**Short task**
Reproduce the lines without any change, starting with the line that contains "Trace the outline of every instance of the player's" and ending with the line that contains "0), (678, 0)]", and include both of those lines.
%%
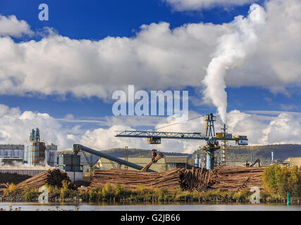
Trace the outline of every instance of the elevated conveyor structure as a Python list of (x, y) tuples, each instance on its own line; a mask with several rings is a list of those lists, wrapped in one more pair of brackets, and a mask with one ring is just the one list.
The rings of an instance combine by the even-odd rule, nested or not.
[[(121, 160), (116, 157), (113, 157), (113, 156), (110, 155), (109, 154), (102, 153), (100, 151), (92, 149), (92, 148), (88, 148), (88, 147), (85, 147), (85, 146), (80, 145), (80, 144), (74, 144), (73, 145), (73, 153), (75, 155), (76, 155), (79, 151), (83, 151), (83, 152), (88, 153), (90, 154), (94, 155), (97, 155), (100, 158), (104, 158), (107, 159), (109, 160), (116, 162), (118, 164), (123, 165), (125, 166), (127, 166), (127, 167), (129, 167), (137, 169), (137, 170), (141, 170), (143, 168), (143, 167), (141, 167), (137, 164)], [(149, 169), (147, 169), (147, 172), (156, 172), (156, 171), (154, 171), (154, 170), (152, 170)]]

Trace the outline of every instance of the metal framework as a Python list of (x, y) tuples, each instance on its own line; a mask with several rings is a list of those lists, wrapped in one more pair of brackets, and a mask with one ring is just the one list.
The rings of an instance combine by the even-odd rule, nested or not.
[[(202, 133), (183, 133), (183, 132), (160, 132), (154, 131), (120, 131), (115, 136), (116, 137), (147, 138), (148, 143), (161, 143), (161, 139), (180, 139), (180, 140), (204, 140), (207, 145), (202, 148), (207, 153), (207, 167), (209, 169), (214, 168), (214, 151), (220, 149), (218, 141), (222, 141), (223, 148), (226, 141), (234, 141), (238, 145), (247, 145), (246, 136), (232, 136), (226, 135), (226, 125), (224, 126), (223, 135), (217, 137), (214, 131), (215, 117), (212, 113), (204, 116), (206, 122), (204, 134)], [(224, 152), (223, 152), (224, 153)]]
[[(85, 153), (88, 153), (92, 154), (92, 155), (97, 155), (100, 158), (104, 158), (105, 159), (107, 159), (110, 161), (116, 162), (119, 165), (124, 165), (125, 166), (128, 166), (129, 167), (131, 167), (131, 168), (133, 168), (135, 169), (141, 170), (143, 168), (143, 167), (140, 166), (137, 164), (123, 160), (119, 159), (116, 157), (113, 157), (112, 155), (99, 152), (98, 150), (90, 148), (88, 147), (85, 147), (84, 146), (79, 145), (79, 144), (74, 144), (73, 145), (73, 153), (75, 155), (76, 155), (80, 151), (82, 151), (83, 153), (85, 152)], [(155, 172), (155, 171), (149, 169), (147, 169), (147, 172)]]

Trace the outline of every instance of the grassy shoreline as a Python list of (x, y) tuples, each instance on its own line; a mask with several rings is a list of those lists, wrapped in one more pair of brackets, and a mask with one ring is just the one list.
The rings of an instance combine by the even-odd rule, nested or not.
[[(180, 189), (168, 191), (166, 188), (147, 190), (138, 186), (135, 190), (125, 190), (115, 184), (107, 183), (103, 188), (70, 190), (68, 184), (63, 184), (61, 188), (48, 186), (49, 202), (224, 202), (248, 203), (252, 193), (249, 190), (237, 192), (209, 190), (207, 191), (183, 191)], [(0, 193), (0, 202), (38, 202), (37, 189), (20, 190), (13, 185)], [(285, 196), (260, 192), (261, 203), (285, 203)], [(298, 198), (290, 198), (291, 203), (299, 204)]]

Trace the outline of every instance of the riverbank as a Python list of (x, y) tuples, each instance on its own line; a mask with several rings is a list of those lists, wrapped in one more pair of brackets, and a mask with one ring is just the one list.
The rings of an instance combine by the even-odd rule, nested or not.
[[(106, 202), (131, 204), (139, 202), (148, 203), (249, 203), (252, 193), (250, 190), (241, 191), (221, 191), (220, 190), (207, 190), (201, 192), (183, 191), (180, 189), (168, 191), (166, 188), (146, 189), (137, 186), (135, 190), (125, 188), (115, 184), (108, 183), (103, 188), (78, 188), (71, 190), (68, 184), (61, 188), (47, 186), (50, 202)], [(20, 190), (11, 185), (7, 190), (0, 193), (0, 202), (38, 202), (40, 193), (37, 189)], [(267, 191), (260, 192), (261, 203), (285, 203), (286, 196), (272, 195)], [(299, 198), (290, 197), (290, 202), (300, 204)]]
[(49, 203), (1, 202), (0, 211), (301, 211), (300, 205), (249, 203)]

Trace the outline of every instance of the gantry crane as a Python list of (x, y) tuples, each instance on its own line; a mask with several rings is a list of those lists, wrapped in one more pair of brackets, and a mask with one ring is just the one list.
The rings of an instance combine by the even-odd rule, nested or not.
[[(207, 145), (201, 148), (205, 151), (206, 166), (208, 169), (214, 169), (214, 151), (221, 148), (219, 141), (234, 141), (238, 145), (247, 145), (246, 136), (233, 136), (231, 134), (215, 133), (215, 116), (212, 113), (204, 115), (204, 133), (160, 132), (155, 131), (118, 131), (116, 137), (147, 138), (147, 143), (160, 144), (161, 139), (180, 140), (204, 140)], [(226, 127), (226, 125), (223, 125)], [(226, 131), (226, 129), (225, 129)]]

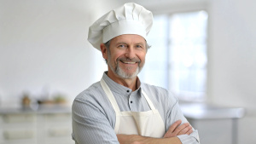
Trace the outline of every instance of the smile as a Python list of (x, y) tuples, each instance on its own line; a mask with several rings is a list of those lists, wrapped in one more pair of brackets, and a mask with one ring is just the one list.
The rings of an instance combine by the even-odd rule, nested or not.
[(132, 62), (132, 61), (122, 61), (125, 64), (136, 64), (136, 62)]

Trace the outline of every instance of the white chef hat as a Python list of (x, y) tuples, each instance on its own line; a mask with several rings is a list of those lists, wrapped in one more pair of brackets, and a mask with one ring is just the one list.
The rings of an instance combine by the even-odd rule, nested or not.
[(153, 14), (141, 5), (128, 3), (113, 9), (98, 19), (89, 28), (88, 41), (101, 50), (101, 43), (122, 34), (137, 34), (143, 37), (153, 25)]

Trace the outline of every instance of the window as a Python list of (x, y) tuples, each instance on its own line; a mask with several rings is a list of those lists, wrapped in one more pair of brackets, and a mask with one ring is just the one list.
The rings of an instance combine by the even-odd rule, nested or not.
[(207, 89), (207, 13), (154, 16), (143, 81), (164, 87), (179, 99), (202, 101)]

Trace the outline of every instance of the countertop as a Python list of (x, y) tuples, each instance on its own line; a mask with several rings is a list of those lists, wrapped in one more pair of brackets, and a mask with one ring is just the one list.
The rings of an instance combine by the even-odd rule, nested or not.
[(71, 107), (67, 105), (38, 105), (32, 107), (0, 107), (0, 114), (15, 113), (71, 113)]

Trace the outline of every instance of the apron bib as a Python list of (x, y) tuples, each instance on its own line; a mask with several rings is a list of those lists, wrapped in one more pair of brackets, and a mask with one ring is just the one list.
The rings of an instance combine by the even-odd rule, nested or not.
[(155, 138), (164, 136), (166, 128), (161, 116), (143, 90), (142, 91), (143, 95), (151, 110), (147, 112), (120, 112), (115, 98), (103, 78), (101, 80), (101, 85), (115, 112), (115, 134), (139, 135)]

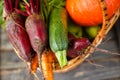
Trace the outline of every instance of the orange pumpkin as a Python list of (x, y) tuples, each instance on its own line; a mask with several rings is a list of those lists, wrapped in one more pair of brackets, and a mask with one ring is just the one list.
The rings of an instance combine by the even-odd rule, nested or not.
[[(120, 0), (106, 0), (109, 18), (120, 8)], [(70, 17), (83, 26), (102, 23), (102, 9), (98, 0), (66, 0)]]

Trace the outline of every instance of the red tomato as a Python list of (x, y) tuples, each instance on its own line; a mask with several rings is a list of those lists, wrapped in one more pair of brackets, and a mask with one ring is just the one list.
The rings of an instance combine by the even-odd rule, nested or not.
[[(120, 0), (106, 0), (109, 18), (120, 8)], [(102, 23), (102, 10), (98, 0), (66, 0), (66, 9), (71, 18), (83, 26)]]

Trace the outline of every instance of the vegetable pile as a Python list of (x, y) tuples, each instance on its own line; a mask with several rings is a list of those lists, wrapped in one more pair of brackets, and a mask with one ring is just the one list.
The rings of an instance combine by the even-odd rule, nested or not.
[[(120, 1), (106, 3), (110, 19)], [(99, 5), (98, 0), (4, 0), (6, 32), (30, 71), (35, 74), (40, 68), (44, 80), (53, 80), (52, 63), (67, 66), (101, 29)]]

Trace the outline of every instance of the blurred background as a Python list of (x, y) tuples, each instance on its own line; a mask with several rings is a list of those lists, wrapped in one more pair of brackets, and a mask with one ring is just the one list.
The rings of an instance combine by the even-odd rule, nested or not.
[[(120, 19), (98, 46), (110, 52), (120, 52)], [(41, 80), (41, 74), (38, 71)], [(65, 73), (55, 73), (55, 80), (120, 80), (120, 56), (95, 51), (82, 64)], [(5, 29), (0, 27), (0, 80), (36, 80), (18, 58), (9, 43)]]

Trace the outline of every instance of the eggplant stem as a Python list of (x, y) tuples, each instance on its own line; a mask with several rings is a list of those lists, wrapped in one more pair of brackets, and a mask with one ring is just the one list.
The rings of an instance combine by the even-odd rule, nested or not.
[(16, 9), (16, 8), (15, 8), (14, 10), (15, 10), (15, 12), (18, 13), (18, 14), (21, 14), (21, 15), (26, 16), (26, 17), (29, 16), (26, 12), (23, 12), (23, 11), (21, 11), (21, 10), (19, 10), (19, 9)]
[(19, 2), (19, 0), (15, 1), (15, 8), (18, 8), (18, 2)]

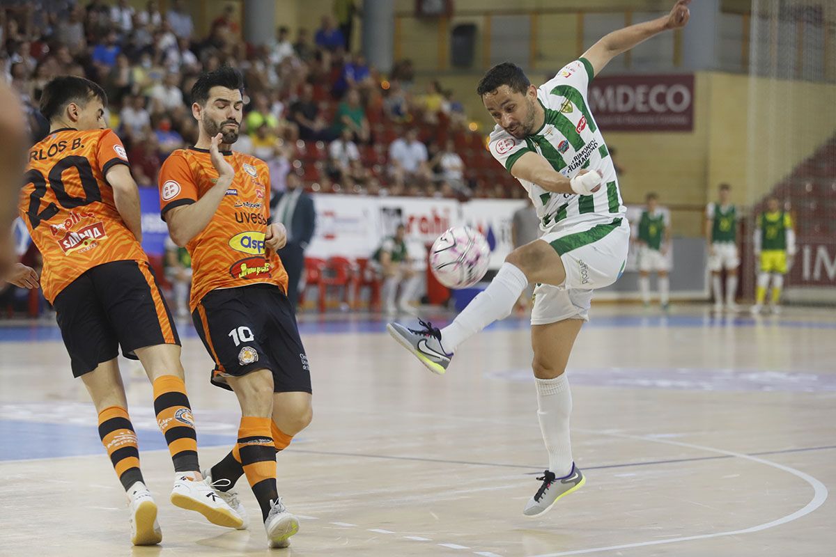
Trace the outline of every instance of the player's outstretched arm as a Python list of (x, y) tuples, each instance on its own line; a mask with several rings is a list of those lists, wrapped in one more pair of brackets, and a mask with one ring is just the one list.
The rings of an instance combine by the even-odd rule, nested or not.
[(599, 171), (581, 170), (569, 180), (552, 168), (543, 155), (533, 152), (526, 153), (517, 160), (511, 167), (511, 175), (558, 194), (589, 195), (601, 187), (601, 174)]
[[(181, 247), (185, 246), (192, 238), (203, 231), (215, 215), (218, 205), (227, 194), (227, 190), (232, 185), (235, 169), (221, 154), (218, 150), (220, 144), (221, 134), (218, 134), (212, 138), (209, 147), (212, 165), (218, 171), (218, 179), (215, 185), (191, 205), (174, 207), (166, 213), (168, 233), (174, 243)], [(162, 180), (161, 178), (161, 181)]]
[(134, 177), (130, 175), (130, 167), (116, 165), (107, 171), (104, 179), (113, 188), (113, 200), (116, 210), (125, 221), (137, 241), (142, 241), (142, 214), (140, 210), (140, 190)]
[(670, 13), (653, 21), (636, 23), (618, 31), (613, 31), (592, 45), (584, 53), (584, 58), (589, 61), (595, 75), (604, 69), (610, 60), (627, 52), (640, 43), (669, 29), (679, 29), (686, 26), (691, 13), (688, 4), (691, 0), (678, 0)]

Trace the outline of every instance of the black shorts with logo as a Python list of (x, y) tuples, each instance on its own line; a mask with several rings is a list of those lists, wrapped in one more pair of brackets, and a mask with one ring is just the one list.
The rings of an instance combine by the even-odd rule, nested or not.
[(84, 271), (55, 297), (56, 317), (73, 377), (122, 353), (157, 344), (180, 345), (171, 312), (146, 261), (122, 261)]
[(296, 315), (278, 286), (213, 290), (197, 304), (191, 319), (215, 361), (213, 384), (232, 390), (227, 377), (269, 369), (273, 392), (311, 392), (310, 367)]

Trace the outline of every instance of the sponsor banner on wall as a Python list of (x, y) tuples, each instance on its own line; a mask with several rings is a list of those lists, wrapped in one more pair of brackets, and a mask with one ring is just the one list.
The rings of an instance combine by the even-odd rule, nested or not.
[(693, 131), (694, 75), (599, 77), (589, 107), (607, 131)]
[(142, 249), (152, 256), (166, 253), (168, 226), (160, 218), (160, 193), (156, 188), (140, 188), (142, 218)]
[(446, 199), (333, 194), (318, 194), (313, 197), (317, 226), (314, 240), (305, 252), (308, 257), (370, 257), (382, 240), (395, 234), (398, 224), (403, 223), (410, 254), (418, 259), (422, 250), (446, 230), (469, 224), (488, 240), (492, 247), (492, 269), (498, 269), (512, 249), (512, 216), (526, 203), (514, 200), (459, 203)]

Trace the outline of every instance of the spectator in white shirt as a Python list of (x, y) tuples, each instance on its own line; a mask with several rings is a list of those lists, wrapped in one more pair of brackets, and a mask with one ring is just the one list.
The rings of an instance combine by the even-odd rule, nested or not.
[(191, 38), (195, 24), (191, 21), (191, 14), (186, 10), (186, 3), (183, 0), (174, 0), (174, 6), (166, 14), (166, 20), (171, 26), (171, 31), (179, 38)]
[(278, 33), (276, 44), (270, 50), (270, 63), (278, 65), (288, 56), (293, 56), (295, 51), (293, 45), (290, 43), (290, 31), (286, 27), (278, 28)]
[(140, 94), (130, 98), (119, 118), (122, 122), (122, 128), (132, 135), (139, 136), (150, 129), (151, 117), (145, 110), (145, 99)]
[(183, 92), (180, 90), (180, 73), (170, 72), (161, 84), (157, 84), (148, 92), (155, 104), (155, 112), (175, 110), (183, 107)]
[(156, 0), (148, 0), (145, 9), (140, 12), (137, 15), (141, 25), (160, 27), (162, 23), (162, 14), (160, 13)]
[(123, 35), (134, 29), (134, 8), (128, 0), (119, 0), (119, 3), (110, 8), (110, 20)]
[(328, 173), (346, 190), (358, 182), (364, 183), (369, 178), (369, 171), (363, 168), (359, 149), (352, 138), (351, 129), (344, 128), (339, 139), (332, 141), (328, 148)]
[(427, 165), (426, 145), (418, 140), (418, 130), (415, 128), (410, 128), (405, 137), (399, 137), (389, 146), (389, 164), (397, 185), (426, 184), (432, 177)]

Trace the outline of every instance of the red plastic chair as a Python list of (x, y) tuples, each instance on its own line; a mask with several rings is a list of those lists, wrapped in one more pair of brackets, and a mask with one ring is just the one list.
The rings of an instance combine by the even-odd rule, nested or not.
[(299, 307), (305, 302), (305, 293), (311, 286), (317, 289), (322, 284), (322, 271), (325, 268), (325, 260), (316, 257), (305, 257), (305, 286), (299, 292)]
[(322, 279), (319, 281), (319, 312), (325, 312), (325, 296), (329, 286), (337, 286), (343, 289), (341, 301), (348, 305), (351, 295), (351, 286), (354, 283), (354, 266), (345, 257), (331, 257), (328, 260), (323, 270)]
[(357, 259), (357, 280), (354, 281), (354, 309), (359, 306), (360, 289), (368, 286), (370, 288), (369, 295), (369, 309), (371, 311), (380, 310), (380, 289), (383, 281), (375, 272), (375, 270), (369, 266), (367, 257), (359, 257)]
%%
**Output of the exercise**
Trace the outline of every instance of the player's outstretched arm as a Python list of (x, y) tuples, each instance on its own line; a mask with several rings is a list of those lists, wrapped in one more pair of brackets, and a mask with one ring is just the one list.
The rings of an instance combine by the even-odd rule, nested or not.
[(599, 171), (581, 170), (569, 180), (552, 168), (543, 155), (533, 152), (526, 153), (517, 160), (511, 167), (511, 175), (558, 194), (589, 195), (601, 187), (601, 174)]
[[(181, 247), (185, 246), (192, 238), (203, 231), (215, 215), (218, 205), (227, 194), (227, 190), (232, 185), (235, 169), (221, 154), (218, 150), (220, 144), (221, 134), (218, 134), (212, 138), (209, 147), (212, 165), (218, 171), (218, 179), (215, 185), (191, 205), (174, 207), (166, 213), (168, 233), (174, 243)], [(162, 180), (161, 178), (161, 181)]]
[(134, 177), (130, 175), (130, 167), (116, 165), (107, 171), (104, 179), (113, 188), (113, 200), (116, 210), (125, 221), (137, 241), (142, 241), (142, 214), (140, 210), (140, 190)]
[(670, 13), (653, 21), (636, 23), (618, 31), (613, 31), (592, 45), (584, 53), (584, 58), (589, 61), (595, 75), (604, 69), (610, 60), (627, 52), (640, 43), (669, 29), (679, 29), (686, 26), (691, 13), (688, 4), (691, 0), (678, 0)]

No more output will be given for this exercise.